Mysterious billion-dollar car company is taking on Tesla - jkaljundi
http://nypost.com/2015/11/06/mysterious-billion-dollar-car-company-is-taking-on-tesla/
======
Nib
Hi, Here's my two cents.

TL;DR: I don't feel this is Apple. Though, it might be wrong speculation.

I decided to subscribe to their mailing list, and this was the footer in their
confirmation email:

For questions about this list, please contact: updates@faradayfuture.com

Now, I decided to go ahead and hit them a mail, I was hoping it'd expose some
detail of the company. But here's what I got instead:

Delivery has failed to these recipients or groups:

updates@faradayfuture.com The email address you entered couldn't be found.
Please check the recipient's email address and try to resend the message. If
the problem continues, please contact your henpdesk.

Now, this is understandable, but if it's being run by Apple, I'll be damned if
they make such major mistakes, seeing their own line of work. But okay, that
isn't concrete evidence of that.

Here's the more interesting part of the email:

Original message headers:

Received: from FF-MAIL1.faradayfuture.com (10.0.0.6) by FF-
MAIL1.faradayfuture.com (10.0.0.6) with Microsoft SMTP Server (TLS) id
15.0.847.32; Sat, 7 Nov 2015 08:11:00 -0800

Received: from mail-ob0-f178.google.com (209.85.214.178) by FF-
MAIL1.faradayfuture.com (10.0.0.6) with Microsoft SMTP Server id 15.0.847.32
via Frontend Transport; Sat, 7 Nov 2015 08:11:00 -0800

[1]

Did you see it yourself? Well, the company is running on Microsoft SMTP
Servers. I mean, Apple seriously would not be doing that. Using Microsoft
servers themselves would be too much. It's still possible, they're taking too
many measures to hide the fact that it's Apple, and a this a part of those.

Another thing, very startup-sy about the company, is that they have liked
something on their Facebook page[2], posted by some fanboy, which is not
really possible if unless they have the whole Apple PR department at their
back, or they made it themselves and monitor it personally. I mean, it's tough
for Apple to monitor it themselves. One more thing I saw their Facebook page
is Verified. Many other Facebook pages, with far more likes, and possibly,
equally big teams/impact[3], don't have their pages Verified. Might be Apple,
this shows.

[1]=[https://imgur.com/kam9Yf8](https://imgur.com/kam9Yf8)

[2]=[https://www.facebook.com/faradayfuture/](https://www.facebook.com/faradayfuture/)

[3]=[https://www.facebook.com/LitMotors/](https://www.facebook.com/LitMotors/)

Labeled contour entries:
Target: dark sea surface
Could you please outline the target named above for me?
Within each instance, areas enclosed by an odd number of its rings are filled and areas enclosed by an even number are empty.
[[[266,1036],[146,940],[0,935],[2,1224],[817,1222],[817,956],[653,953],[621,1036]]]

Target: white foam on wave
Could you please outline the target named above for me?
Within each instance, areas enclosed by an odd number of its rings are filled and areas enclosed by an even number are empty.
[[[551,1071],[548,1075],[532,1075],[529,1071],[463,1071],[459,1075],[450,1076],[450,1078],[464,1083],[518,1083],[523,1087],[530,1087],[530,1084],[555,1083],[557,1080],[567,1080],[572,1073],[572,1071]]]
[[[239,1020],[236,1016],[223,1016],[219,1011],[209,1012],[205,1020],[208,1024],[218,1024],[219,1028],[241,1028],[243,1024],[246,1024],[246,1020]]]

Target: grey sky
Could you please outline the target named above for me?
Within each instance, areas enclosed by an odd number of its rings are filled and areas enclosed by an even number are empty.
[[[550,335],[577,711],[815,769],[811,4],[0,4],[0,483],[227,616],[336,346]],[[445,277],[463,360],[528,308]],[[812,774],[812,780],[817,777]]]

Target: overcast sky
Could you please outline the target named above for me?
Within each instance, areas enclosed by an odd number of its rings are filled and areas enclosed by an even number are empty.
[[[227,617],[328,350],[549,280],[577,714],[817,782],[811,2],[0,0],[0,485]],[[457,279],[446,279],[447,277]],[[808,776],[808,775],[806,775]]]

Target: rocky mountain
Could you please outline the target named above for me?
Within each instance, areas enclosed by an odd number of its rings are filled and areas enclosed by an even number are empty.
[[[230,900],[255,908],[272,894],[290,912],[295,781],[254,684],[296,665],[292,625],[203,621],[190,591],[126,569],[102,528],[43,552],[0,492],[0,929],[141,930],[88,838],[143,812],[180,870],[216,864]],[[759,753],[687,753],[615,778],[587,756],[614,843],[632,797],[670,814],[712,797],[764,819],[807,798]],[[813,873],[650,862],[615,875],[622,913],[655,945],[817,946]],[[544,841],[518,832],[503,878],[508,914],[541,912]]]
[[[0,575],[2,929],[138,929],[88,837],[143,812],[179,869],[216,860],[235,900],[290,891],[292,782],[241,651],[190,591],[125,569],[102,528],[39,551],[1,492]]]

▸ **Instructions for the task**: Quote the thread on Faraday Future verbatim, taking everything from "Received: from mail-ob0-f178.google.com" down to "part of those.". The entries above bear no relation to the thread on Faraday Future.

▸ **The reply**:
Received: from mail-ob0-f178.google.com (209.85.214.178) by FF-
MAIL1.faradayfuture.com (10.0.0.6) with Microsoft SMTP Server id 15.0.847.32
via Frontend Transport; Sat, 7 Nov 2015 08:11:00 -0800

[1]

Did you see it yourself? Well, the company is running on Microsoft SMTP
Servers. I mean, Apple seriously would not be doing that. Using Microsoft
servers themselves would be too much. It's still possible, they're taking too
many measures to hide the fact that it's Apple, and a this a part of those.